→ **EXCERPTED TEXT**:
------------------------------------
Financial risk management
The company’s activities expose it to a variety of financial risks, including credit risk and liquidity risk.
Reference should be made to Note 2 to these financial statements for a detailed review of how the company
addresses such risks.
Results and dividends
The statement of comprehensive income is set out on page 11. The directors do not recommend the
payment of a dividend. The directors have proposed that the balance of retained earnings amounting to
30,156 (2021: €27,095) be carried forward to the next financial year.
Directors
The directors of the company who held office during the year were:
Roderick Chalmers - Non-Executive, Independent Chairman
Kevin Valenzia - Non-Executive, Independent Director
Matthew Portelli - Executive Director
Stephanie Attard Montalto - Executive Director
Stefan Bonello Ghio - Non-Executive Director
The Board meets on a regular basis to discuss financial performance, financial position and other matters.
Statement of directors’ responsibilities for the financial statements
The directors are required by the Maltese Companies Act (Cap. 386) to prepare financial statements which
give a true and fair view of the state of affairs of the company as at the end of each reporting period and of
the profit or loss for that period.
------------------------------------
→ **EXTRACTED RECORDS**:
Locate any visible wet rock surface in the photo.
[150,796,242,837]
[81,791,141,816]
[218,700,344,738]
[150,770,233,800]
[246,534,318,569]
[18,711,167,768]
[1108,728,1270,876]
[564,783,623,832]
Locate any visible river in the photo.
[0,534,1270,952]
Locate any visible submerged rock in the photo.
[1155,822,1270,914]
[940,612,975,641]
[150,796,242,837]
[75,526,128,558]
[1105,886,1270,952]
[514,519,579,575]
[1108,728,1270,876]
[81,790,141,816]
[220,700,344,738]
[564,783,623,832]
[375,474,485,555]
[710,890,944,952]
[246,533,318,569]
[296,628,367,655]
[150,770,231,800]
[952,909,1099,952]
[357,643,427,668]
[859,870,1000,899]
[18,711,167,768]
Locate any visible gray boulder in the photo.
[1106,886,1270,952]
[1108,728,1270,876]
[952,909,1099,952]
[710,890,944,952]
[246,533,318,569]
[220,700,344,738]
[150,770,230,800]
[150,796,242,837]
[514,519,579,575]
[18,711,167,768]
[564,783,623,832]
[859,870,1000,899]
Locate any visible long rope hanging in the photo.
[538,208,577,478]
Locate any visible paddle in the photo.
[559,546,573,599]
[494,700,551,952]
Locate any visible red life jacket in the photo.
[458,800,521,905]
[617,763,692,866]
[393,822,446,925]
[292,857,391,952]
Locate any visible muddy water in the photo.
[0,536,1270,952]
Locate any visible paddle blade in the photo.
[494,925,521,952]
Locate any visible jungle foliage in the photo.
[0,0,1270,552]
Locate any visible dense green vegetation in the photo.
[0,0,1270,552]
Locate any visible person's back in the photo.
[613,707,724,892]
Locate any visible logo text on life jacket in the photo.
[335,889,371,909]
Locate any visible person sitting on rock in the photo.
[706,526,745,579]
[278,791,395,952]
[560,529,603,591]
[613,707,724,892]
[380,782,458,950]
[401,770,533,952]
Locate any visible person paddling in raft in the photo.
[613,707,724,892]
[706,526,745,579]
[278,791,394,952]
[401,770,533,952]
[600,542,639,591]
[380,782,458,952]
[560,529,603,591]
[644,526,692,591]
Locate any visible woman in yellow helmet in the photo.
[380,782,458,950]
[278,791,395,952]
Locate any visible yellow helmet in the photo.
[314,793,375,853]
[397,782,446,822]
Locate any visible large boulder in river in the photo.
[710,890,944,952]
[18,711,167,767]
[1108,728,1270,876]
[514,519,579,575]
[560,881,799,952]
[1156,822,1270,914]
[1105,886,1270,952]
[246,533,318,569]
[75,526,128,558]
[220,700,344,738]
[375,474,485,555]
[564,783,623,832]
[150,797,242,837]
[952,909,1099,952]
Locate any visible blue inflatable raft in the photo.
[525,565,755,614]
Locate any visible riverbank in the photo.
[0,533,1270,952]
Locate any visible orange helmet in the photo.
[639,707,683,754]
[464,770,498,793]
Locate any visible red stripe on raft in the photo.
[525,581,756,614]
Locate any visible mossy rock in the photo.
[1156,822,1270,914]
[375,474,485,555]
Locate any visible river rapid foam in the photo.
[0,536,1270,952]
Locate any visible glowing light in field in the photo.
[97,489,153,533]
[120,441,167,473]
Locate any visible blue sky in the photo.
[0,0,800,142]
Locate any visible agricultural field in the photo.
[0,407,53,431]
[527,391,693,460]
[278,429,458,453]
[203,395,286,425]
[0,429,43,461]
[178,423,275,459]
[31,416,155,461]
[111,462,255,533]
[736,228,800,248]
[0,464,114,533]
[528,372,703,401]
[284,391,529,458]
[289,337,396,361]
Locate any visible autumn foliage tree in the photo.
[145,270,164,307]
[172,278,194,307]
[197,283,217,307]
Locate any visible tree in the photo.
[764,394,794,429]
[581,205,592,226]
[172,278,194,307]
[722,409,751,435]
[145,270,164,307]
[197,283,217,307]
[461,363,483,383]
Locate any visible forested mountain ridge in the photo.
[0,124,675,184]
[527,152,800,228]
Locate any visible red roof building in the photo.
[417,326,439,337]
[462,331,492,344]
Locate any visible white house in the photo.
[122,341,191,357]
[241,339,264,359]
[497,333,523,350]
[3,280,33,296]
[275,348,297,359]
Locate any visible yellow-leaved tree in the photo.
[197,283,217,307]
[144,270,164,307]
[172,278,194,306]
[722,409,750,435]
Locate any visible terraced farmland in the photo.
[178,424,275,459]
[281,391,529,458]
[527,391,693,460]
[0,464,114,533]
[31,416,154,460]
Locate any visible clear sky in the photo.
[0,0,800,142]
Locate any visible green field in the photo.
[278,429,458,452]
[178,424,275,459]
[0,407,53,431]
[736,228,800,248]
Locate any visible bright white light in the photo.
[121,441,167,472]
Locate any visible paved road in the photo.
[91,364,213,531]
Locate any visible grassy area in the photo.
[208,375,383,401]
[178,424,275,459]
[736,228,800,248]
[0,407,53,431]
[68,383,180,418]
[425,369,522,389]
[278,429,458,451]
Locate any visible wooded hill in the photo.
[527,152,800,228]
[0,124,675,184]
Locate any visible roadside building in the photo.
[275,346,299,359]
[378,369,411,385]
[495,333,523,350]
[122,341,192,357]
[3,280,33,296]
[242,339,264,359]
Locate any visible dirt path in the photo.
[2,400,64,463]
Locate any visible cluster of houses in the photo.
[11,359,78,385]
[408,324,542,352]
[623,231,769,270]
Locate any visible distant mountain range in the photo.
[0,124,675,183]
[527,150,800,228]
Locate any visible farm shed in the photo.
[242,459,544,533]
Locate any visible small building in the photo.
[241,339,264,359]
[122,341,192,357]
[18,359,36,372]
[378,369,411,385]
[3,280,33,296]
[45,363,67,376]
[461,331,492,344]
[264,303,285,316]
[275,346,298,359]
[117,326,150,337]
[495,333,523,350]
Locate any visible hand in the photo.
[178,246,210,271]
------------------------------------
→ **WHAT YOU WILL DO**:
A: Name every director that the company report excerpt lists as holding office during the year, along with each one's role.
B: Reproduce the company report excerpt from "Results and dividends" up to and including "and other matters.", word for word.
C: According to the company report excerpt, why must the directors prepare financial statements, and what must those statements show?
Rely only on the text for what comes next, without drawing on the records.

→ **RESULTS**:
A:
Roderick Chalmers, Non-Executive, Independent Chairman
Kevin Valenzia, Non-Executive, Independent Director
Matthew Portelli, Executive Director
Stephanie Attard Montalto, Executive Director
Stefan Bonello Ghio, Non-Executive Director

B:
Results and dividends
The statement of comprehensive income is set out on page 11. The directors do not recommend the
payment of a dividend. The directors have proposed that the balance of retained earnings amounting to
30,156 (2021: €27,095) be carried forward to the next financial year.
Directors
The directors of the company who held office during the year were:
Roderick Chalmers - Non-Executive, Independent Chairman
Kevin Valenzia - Non-Executive, Independent Director
Matthew Portelli - Executive Director
Stephanie Attard Montalto - Executive Director
Stefan Bonello Ghio - Non-Executive Director
The Board meets on a regular basis to discuss financial performance, financial position and other matters.

C: The Maltese Companies Act (Cap. 386) requires the directors to prepare them. The statements must give a true and fair view of the company's state of affairs at the end of each reporting period and of the profit or loss for that period.